> ENTRIES SUPPLIED
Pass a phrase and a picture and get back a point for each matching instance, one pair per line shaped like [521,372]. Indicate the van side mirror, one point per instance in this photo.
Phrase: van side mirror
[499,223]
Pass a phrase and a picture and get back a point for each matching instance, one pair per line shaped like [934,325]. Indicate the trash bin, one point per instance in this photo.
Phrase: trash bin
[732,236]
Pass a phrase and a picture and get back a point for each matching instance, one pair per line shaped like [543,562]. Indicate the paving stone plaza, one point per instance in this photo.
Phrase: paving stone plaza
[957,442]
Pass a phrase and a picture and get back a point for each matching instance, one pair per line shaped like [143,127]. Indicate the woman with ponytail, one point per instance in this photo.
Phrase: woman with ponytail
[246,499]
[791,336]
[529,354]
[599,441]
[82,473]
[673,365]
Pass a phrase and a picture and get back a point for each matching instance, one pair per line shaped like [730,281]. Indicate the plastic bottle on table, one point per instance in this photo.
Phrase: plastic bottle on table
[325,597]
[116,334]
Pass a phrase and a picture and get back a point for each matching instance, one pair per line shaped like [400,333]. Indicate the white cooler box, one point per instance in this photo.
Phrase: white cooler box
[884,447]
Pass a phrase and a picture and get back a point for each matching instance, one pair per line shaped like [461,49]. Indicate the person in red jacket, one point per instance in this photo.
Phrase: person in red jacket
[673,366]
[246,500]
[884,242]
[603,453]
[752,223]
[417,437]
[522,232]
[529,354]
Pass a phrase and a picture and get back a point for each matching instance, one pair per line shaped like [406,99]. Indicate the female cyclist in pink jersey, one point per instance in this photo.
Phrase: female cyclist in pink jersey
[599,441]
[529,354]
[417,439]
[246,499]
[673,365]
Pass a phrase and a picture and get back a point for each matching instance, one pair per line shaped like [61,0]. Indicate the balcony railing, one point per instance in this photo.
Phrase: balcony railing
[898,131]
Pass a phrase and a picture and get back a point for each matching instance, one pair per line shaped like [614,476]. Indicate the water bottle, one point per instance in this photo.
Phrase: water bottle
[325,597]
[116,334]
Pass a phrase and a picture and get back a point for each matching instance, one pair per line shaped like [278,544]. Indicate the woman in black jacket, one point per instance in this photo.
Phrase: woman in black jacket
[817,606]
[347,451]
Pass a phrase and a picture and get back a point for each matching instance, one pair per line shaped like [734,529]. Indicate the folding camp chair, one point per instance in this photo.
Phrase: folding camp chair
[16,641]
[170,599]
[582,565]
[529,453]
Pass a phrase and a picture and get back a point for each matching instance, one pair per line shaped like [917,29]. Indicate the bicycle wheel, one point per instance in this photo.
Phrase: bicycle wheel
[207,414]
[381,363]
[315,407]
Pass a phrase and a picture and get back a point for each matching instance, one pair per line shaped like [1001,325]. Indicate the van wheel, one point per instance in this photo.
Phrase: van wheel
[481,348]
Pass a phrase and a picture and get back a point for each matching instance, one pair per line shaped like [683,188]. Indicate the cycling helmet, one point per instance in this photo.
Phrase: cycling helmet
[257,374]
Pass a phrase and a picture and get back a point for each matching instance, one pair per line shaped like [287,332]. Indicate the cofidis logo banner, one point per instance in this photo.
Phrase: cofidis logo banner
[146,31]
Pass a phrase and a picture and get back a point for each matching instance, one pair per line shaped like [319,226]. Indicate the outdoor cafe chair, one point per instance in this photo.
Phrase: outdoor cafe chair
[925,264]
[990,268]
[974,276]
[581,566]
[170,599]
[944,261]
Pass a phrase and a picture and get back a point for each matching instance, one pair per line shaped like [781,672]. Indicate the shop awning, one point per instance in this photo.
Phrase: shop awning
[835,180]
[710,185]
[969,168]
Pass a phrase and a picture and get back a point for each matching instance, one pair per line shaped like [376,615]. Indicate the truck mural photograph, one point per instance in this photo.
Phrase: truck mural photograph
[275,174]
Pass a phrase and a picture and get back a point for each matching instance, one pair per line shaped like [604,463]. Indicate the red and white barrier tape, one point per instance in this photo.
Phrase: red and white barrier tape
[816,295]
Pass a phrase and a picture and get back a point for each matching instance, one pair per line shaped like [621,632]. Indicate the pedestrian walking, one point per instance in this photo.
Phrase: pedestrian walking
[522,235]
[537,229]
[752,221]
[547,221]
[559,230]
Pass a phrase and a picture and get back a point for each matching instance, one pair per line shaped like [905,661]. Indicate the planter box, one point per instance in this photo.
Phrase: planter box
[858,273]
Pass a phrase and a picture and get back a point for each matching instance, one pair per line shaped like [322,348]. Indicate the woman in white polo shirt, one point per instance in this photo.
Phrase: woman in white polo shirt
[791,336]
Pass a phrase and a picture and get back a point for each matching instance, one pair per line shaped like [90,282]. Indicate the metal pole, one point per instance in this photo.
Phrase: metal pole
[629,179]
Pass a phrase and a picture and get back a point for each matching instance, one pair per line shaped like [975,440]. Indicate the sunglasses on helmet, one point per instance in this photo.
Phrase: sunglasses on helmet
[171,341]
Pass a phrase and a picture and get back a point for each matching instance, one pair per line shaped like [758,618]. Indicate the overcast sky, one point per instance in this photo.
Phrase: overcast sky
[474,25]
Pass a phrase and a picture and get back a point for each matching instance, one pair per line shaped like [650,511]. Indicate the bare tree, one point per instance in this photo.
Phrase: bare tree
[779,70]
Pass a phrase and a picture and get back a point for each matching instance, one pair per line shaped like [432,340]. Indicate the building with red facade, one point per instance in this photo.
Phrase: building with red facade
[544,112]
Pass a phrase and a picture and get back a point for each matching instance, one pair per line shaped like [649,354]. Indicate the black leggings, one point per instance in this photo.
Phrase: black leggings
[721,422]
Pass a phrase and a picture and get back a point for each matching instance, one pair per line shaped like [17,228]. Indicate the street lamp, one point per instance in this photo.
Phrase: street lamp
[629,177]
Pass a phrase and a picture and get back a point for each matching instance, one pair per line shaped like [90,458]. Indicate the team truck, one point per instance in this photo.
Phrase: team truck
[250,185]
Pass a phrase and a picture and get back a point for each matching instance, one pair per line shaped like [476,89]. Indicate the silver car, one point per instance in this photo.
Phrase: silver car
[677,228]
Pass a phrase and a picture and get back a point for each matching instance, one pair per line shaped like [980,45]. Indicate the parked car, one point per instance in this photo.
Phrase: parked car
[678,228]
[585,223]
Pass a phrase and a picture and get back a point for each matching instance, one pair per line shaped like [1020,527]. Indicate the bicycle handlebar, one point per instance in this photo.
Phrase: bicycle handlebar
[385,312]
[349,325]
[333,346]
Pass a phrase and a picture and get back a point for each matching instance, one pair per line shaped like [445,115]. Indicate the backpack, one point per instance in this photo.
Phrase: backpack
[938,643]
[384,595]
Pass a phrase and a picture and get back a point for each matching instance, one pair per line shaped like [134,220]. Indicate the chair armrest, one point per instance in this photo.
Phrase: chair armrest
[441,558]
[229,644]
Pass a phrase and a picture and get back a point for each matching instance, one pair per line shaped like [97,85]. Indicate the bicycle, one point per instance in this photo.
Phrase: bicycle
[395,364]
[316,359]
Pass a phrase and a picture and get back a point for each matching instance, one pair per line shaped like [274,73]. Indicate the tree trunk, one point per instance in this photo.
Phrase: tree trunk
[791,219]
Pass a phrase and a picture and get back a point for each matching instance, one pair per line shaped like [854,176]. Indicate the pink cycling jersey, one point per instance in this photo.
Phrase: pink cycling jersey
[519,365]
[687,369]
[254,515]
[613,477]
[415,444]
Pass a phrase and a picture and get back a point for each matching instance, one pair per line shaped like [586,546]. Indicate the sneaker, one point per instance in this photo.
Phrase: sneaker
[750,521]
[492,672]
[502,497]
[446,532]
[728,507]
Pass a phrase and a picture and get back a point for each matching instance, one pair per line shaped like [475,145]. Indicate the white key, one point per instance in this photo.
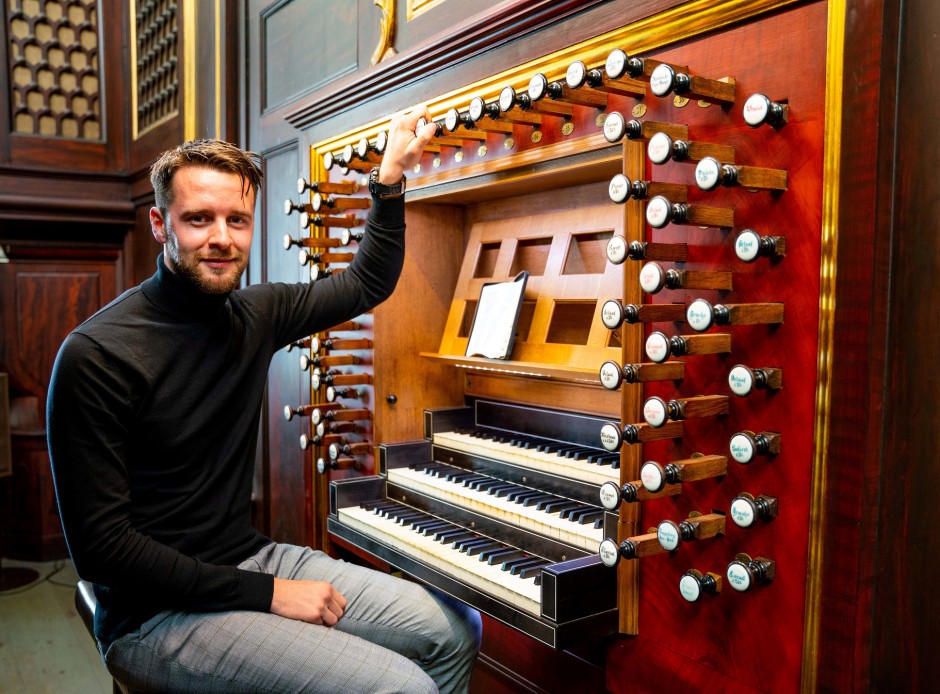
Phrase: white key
[547,462]
[551,524]
[522,593]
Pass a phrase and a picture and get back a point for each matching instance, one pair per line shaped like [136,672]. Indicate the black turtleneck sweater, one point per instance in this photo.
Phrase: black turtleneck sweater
[152,418]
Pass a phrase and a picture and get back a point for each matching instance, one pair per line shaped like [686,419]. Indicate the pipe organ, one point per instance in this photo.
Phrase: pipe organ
[664,189]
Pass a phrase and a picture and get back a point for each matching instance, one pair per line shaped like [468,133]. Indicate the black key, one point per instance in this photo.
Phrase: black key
[452,535]
[486,485]
[559,506]
[531,561]
[522,494]
[590,517]
[567,511]
[532,501]
[510,563]
[535,561]
[502,555]
[534,570]
[464,545]
[476,549]
[503,490]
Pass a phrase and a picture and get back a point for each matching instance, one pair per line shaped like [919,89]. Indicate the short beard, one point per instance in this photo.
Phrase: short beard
[189,272]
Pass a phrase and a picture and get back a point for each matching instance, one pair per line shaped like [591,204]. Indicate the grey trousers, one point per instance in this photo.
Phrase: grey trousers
[395,636]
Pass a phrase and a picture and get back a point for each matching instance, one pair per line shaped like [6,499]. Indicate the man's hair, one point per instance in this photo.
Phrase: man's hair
[212,154]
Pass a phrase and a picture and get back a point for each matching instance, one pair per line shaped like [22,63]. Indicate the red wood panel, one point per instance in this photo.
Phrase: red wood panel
[682,644]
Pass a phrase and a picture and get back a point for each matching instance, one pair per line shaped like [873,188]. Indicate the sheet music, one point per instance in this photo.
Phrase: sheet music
[494,324]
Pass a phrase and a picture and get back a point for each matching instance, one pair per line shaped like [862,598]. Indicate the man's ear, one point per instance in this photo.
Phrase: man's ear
[157,225]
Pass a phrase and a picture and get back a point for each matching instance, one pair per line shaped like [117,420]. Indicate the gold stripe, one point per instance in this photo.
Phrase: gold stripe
[647,34]
[135,125]
[827,303]
[218,69]
[417,7]
[189,69]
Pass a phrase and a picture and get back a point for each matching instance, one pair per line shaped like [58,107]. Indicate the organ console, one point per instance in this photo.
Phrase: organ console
[513,484]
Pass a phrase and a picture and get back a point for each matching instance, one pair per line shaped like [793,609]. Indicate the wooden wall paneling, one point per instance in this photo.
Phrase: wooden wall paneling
[904,609]
[286,462]
[108,152]
[289,70]
[6,460]
[46,292]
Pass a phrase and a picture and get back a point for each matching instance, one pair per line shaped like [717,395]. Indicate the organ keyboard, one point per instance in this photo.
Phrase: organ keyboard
[498,506]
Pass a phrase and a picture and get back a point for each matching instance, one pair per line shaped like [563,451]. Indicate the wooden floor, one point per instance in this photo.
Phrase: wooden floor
[44,647]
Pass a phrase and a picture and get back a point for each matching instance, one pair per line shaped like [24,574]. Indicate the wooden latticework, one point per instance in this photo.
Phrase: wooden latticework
[157,32]
[55,73]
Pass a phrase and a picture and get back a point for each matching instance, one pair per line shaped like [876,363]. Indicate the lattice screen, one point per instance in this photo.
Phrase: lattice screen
[55,79]
[157,76]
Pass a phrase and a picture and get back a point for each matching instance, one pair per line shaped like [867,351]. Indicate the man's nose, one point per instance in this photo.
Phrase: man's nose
[220,235]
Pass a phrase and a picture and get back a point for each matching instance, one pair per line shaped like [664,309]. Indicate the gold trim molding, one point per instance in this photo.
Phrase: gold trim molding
[829,235]
[418,7]
[385,50]
[673,26]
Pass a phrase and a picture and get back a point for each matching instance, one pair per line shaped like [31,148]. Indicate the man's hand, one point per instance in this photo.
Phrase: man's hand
[404,146]
[317,602]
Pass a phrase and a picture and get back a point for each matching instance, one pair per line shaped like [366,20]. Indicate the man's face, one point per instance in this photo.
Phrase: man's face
[206,232]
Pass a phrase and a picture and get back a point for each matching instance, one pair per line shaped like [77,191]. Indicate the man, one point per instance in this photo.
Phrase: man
[152,420]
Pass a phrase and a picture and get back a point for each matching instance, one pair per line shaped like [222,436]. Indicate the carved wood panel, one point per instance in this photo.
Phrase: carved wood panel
[55,79]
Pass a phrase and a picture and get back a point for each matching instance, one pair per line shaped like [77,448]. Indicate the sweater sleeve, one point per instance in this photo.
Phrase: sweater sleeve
[89,412]
[303,309]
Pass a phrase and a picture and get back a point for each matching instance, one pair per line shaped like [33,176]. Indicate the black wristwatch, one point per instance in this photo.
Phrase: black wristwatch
[380,190]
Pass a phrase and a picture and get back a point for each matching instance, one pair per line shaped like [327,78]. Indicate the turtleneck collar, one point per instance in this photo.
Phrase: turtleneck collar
[179,298]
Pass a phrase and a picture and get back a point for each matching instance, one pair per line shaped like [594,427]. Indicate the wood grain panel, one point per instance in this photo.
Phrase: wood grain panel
[285,463]
[289,68]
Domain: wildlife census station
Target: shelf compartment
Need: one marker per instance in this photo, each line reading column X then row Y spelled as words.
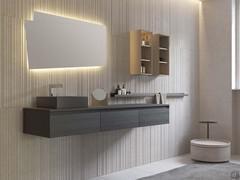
column 163, row 49
column 163, row 62
column 141, row 48
column 145, row 60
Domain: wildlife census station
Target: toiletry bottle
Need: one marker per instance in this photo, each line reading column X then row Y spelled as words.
column 143, row 69
column 118, row 90
column 124, row 90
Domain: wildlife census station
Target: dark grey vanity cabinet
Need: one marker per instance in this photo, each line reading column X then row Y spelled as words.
column 119, row 119
column 66, row 122
column 154, row 116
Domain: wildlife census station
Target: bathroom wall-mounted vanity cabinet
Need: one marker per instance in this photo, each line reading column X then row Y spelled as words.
column 149, row 53
column 66, row 122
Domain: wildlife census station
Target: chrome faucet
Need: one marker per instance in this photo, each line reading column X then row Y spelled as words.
column 54, row 86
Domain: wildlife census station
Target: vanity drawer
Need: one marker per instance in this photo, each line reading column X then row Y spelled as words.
column 119, row 119
column 155, row 116
column 65, row 124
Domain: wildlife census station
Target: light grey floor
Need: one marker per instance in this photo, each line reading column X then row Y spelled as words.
column 154, row 168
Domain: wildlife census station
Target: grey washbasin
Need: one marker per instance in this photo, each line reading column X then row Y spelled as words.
column 62, row 102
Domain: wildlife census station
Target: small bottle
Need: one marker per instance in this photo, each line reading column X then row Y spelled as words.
column 143, row 69
column 124, row 90
column 118, row 90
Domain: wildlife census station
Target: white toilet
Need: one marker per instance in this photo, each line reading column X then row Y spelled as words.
column 209, row 150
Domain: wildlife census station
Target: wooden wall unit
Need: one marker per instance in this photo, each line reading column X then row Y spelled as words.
column 141, row 53
column 150, row 51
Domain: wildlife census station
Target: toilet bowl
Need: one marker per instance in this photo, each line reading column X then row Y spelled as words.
column 207, row 150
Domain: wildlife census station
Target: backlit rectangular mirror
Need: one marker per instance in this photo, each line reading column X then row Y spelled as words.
column 60, row 42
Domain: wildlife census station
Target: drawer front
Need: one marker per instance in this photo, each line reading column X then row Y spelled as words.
column 155, row 116
column 65, row 124
column 119, row 119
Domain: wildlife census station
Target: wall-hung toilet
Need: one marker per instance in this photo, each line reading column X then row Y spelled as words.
column 209, row 150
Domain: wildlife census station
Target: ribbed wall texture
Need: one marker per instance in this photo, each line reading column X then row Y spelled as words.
column 24, row 157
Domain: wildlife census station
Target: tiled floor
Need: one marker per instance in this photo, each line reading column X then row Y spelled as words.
column 154, row 168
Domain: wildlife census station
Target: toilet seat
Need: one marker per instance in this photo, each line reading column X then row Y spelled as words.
column 208, row 150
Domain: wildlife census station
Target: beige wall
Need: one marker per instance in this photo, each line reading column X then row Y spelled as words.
column 215, row 67
column 80, row 157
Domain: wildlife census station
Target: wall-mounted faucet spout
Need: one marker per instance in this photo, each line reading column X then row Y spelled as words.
column 54, row 86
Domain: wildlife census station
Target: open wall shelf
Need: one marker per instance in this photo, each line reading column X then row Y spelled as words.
column 149, row 53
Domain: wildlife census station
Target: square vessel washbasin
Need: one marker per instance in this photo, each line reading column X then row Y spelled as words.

> WORK TASK
Wherever a line of the entries holds the string "faucet", copy that line.

> EXPECTED ANSWER
Target: chrome faucet
Target: wall-mounted faucet spout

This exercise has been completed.